• [HOW TO COMPLETE THIS TASK]
Would you reproduce exactly the lines below from the one holding "Objective — one point per instance of the adt" through the one holding "Objective — one point per instance of the wall mounted", inclusive, and no others?

┌─ PROVIDED MATERIAL

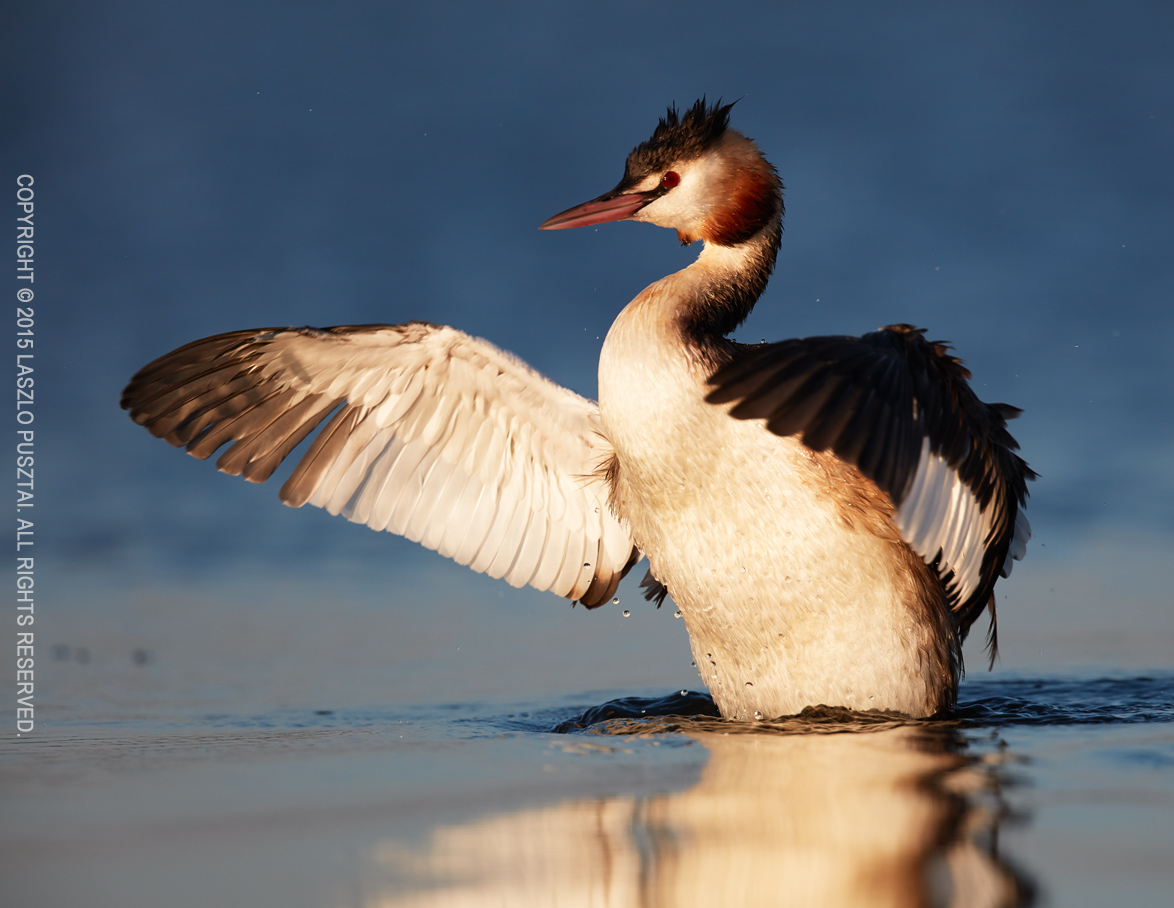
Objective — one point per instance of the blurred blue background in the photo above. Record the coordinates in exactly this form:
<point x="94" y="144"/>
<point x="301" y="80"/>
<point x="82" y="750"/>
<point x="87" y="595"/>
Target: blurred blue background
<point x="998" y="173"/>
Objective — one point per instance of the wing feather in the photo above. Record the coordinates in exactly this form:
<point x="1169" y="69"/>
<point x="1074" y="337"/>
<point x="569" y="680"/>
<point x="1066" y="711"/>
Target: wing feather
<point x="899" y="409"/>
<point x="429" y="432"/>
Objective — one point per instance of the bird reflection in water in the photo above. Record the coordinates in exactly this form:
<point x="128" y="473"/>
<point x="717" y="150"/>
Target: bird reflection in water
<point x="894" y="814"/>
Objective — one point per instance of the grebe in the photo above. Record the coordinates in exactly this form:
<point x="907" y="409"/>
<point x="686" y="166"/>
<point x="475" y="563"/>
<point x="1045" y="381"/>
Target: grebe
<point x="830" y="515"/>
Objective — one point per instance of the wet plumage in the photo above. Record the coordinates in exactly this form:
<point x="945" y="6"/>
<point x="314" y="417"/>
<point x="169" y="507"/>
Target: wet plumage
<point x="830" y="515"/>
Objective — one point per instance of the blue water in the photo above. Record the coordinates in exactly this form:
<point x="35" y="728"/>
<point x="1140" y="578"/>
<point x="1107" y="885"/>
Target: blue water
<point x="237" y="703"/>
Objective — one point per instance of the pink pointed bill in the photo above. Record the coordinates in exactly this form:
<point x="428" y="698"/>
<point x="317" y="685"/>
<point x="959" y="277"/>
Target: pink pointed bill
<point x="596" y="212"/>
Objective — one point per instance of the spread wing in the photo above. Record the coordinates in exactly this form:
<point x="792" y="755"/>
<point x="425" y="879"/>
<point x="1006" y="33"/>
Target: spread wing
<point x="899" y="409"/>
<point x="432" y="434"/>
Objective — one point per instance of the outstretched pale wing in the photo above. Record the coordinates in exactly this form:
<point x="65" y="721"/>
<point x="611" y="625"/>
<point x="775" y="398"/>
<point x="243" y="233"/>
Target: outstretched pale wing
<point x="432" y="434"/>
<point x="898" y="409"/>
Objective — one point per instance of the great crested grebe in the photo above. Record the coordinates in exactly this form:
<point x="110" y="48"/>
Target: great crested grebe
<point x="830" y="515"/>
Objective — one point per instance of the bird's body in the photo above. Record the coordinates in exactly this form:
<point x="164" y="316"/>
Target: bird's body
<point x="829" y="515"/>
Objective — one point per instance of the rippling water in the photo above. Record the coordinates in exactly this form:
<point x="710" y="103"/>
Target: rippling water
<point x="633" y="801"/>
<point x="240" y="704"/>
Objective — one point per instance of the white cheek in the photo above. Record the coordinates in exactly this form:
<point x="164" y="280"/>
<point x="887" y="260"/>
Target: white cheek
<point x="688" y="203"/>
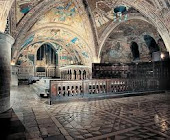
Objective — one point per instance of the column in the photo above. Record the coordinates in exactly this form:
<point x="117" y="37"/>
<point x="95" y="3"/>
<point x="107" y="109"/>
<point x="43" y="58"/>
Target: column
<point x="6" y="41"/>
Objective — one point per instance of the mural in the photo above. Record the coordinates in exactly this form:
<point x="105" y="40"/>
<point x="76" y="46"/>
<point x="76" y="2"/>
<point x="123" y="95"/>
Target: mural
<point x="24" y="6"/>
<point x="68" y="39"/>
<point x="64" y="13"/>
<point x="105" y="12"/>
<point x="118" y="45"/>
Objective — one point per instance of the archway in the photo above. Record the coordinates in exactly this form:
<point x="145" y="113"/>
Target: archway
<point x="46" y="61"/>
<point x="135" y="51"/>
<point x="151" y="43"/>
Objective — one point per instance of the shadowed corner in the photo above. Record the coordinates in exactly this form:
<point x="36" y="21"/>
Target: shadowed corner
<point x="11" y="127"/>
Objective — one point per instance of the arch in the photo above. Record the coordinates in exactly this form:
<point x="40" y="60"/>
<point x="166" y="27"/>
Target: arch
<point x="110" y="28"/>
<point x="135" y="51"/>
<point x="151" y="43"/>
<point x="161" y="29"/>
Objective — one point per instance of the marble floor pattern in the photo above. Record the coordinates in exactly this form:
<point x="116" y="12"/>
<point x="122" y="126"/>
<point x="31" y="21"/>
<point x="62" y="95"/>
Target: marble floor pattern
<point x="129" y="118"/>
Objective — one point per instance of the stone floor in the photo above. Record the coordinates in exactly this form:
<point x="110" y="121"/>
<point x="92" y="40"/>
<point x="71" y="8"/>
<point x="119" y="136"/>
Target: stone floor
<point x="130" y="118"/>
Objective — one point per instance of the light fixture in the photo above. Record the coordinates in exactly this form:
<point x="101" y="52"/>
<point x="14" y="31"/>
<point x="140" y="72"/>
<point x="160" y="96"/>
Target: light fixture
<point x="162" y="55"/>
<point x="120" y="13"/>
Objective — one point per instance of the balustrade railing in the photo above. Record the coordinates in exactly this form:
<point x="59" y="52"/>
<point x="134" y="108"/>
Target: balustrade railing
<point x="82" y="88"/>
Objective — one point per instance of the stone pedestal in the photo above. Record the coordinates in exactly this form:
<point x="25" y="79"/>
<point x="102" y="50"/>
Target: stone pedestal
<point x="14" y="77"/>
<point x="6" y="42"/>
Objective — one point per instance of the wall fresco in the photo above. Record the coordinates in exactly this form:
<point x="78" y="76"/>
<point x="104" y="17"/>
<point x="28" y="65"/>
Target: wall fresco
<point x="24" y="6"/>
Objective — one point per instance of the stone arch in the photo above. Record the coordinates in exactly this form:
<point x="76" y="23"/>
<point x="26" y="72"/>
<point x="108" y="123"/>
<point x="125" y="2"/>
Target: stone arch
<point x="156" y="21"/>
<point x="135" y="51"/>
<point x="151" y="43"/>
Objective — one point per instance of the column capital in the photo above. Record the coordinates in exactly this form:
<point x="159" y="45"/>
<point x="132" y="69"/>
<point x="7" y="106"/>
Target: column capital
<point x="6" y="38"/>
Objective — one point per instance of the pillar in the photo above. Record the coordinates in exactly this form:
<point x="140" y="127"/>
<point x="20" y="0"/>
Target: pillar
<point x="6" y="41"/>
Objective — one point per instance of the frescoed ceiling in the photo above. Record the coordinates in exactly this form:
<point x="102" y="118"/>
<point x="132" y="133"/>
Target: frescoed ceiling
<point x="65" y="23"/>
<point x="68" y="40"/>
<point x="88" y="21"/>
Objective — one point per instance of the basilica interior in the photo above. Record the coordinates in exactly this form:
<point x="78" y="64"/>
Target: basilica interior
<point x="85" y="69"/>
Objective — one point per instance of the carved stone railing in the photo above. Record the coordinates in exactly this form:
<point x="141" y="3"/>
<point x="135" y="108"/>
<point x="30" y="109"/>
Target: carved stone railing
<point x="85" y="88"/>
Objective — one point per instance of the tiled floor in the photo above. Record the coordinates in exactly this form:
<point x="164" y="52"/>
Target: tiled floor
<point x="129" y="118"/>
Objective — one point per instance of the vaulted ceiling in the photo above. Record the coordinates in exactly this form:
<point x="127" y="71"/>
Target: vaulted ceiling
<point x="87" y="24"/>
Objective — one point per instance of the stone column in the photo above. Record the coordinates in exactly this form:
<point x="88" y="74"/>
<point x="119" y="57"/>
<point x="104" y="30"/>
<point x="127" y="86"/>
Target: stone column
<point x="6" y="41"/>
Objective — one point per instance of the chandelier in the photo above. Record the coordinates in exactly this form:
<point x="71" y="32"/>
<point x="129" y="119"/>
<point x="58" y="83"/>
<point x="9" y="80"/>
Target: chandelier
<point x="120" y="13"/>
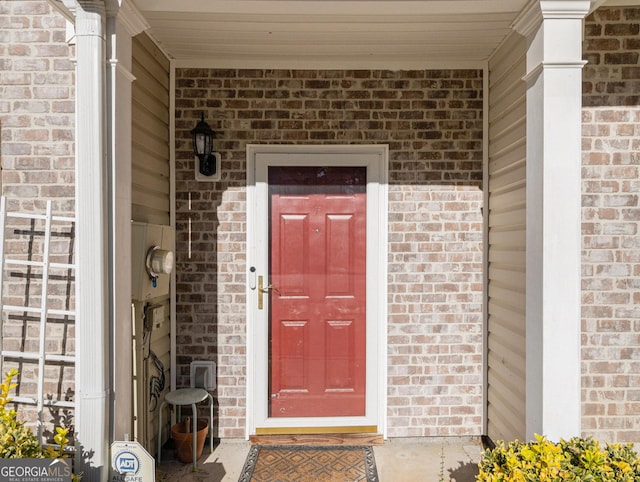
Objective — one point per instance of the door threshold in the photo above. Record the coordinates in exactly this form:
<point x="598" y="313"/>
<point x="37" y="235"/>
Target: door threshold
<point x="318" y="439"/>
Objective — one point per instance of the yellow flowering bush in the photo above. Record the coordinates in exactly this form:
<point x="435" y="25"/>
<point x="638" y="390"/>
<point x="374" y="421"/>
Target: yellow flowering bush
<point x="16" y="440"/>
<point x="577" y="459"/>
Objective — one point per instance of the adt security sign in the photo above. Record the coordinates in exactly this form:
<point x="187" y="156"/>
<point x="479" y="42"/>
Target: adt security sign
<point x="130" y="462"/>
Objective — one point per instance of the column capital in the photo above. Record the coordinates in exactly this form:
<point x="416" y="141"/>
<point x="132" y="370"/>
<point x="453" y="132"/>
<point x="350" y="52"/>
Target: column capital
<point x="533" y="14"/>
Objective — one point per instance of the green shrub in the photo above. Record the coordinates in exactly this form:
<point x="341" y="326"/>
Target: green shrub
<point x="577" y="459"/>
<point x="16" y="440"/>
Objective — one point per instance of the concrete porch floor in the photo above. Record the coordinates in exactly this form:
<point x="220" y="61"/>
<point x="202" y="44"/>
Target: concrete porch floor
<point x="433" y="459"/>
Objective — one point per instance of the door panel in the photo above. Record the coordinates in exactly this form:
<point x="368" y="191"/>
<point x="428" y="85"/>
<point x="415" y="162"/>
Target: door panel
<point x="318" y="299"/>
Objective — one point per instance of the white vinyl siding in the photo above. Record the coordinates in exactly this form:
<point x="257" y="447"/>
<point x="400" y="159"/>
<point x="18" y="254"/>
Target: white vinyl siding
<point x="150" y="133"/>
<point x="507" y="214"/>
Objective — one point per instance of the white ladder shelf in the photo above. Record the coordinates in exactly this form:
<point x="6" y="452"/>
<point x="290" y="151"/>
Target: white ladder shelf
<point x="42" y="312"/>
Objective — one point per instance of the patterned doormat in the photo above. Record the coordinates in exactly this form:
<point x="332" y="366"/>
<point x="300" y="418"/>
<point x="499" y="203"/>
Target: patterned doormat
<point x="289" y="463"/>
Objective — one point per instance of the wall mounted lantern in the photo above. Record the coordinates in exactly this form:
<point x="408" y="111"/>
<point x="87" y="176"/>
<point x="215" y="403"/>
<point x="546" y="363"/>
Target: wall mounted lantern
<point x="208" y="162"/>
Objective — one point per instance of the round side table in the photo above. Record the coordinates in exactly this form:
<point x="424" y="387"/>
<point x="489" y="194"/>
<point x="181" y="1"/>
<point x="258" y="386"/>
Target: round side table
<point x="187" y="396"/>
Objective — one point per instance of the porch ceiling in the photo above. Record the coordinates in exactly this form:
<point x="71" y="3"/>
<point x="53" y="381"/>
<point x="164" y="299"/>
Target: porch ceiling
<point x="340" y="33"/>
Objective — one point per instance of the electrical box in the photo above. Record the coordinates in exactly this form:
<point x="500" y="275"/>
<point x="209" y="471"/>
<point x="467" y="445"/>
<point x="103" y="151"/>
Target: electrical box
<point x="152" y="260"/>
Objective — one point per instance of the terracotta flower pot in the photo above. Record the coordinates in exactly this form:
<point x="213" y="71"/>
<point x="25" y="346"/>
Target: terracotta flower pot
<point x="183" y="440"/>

└─

• [ANSWER FOR THE TASK]
Objective — one point per instance of the adt security sign in the photo above. Record the coordinates in exactly this form:
<point x="187" y="156"/>
<point x="479" y="42"/>
Target: adt security sign
<point x="130" y="462"/>
Objective — one point per instance of the column capital in the photo above. Record the coordinates in exactly this form:
<point x="416" y="141"/>
<point x="132" y="370"/>
<point x="453" y="132"/>
<point x="350" y="52"/>
Target: column capital
<point x="533" y="14"/>
Objective — one point per instance of the green shrub in the photo above. Record the coordinates in exactly this form:
<point x="341" y="326"/>
Target: green shrub
<point x="577" y="459"/>
<point x="16" y="440"/>
Objective — one point per instance of the concrete porch floor in the photo above. Record the coordinates in exactly this form:
<point x="220" y="61"/>
<point x="202" y="44"/>
Target: concrete porch floor
<point x="433" y="459"/>
Objective — one point per instance of the door panel in the photo above. Record the coordinates in exactly this form:
<point x="368" y="191"/>
<point x="428" y="85"/>
<point x="415" y="162"/>
Target: door panel
<point x="318" y="299"/>
Objective — one point per instance of the white vinyl siding in the photo above. Record the coordinates in exactly this form:
<point x="257" y="447"/>
<point x="400" y="159"/>
<point x="18" y="254"/>
Target: white vinyl siding
<point x="150" y="133"/>
<point x="507" y="214"/>
Objective — one point per instance of the white ladder shelf in the photo above. Record the coordinates in exactly this form:
<point x="6" y="452"/>
<point x="290" y="151"/>
Target: white ladder shelf
<point x="42" y="312"/>
Objective — one point per instance of the patterned doormat in the photo above. Record the coordinates in exactly this form:
<point x="332" y="366"/>
<point x="300" y="418"/>
<point x="499" y="203"/>
Target: patterned doormat
<point x="289" y="463"/>
Objective — one point per instance of the wall mounted lantern in the photo above. Record the coordinates in exactly this form:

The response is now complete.